GIVEN DATA Start Marker

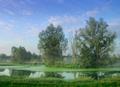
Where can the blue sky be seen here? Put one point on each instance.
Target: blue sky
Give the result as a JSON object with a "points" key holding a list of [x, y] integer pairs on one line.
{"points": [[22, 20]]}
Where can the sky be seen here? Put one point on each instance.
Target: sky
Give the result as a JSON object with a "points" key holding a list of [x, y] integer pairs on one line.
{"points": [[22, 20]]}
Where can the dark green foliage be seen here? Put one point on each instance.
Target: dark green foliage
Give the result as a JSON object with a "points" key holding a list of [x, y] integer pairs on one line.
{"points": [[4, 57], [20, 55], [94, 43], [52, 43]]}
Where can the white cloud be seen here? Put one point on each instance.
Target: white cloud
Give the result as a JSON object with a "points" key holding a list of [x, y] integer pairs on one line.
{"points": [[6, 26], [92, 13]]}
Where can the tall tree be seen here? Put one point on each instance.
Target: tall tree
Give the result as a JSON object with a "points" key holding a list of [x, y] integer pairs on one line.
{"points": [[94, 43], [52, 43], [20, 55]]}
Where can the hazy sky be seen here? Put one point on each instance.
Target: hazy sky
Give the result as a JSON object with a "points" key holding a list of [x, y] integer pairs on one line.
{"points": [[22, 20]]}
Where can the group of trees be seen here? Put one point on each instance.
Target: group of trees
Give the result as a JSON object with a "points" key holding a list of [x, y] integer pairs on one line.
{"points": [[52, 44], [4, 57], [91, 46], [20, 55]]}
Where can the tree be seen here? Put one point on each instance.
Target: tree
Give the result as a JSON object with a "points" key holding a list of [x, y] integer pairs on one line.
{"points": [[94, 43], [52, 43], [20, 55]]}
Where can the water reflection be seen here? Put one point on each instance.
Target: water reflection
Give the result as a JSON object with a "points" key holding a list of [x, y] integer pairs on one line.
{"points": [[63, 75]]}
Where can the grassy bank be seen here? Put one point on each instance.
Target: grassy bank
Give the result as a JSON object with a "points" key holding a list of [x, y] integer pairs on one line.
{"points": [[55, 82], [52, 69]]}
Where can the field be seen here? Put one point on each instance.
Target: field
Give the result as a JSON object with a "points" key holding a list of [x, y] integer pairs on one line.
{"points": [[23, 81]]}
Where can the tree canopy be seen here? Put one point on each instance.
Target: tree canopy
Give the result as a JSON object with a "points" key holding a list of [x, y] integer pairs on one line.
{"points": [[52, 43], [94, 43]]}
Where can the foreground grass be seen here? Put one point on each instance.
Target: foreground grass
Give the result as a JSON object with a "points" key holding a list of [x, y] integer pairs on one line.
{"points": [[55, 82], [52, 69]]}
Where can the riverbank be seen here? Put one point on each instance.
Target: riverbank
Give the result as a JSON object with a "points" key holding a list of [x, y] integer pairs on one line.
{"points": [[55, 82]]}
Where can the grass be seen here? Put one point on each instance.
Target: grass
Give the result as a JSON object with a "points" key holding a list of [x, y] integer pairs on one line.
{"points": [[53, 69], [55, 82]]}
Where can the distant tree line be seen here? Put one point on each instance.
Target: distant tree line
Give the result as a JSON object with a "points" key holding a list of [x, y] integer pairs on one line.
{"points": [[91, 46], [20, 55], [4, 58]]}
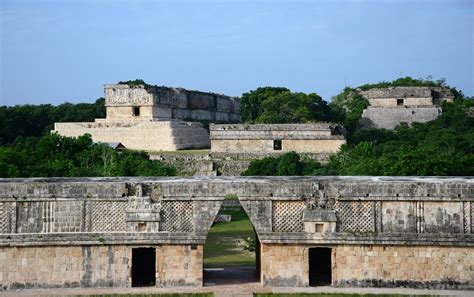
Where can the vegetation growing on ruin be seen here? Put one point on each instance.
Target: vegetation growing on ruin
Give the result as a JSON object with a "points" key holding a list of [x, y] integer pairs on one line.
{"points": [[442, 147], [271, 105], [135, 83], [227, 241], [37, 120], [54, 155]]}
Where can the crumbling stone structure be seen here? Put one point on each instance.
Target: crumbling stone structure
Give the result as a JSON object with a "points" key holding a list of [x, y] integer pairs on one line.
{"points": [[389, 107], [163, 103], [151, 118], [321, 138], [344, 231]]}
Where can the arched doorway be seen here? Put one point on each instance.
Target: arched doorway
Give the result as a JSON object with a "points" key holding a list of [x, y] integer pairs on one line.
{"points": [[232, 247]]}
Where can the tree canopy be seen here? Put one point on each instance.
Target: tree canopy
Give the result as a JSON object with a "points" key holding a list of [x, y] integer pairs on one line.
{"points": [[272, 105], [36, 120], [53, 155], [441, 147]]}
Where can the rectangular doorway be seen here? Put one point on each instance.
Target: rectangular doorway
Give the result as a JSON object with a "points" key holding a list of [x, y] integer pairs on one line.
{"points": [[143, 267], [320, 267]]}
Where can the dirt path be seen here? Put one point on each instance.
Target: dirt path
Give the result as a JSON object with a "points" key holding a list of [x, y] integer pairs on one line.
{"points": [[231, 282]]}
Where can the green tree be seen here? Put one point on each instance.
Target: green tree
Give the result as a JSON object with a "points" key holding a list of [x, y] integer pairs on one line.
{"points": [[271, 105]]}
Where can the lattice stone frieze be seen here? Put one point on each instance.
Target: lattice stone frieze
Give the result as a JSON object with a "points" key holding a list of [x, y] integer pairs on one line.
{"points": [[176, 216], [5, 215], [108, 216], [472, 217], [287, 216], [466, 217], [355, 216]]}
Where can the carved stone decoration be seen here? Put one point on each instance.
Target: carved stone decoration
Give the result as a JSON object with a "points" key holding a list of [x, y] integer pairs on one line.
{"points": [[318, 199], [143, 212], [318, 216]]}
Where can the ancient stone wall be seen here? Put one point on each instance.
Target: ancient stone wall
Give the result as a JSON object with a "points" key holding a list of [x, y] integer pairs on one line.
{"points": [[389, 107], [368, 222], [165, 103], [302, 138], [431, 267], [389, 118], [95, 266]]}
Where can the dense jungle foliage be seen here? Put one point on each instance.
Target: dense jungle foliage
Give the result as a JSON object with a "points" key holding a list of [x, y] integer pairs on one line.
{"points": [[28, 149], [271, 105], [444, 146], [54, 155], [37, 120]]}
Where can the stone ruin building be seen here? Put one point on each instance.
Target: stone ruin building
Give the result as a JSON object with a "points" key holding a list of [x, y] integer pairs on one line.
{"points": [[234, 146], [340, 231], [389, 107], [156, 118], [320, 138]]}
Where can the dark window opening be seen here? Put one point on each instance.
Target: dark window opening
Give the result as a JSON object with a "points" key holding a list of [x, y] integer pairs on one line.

GIVEN DATA End Marker

-- YOUR INSTRUCTIONS --
Lines from the records above that hold "trees" are the ones to list.

-- OUTPUT OF THE EXERCISE --
Where can the group of trees be seen here? Put one point on each instance.
Target: group of trees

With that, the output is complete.